> _SUPPLIED TEXT_:
·····
* Dollar index <.DXY> hits 10-week high as euro slumps
* Japan factory output disappoints as stimulus fades
* Technicals: prices may retrace to $84.50 [
]* Coming Up: U.S. API oil inventory report; 2130 GMT
(Updates throughout, previous SINGAPORE)
By Christopher Johnson
LONDON, Nov 30 (Reuters) - Oil fell to around $85 on Tuesday, consolidating as the dollar hit a 10-week high and the euro fell on worries over the European debt crisis and concerns China may raise interest rates and cap energy demand growth.
Traders were also looking for more evidence that U.S. oil inventories would drain with a surge in demand for heating as wintry weather swept across Europe and the United States.
Oil prices climbed 2.4 percent on Monday, led by futures of distillate heating fuels including gas oil, as cold weather raised expectations of higher fuel consumption.
U.S. crude for January <CLc1> fell 60 cents to $85.13 a barrel by 0934 GMT after rising $1.97 on Monday, when it briefly touched $85.90, the highest price since Nov. 12. Prices reached a 25-month high of $88.63 on Nov. 11.
·····
> _COLLECTED MATERIAL_:
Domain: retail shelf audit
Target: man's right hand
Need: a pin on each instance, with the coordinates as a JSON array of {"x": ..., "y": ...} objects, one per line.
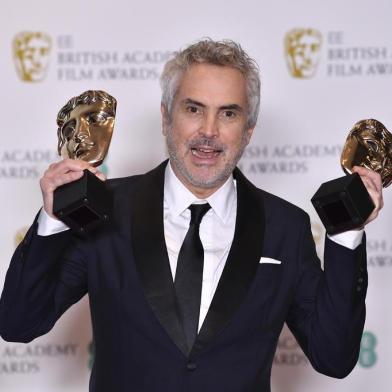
·····
> _INSTRUCTION A_: List every amount in the oil market report that is written with a dollar sign.
> _INSTRUCTION B_: Carry on the oil market report, starting after its final sentence.
The data above is separate material with no connection to the oil market report.

> _TASK OUTPUT A_: $84.50, $85, $85.13, $1.97, $85.90, $88.63

> _TASK OUTPUT B_:
ICE Brent <LCOc1> lost 50 cents to $86.84 after rising more than 2 percent on Monday.
The dollar index against a basket of currencies reached its highest level since mid-September as the euro <EUR=> tumbled on continuing fears that Ireland's bailout might not help keep Europe's debt woes contained. [
]"Oil rose on Monday on the cold weather but the dollar is also rising and oil cannot continue to defy gravity forever," said Carsten Fritsch, commodity analyst at Commerzbank.
"Oil prices should remain under pressure but will may not move decisively until we get the U.S. oil inventory data."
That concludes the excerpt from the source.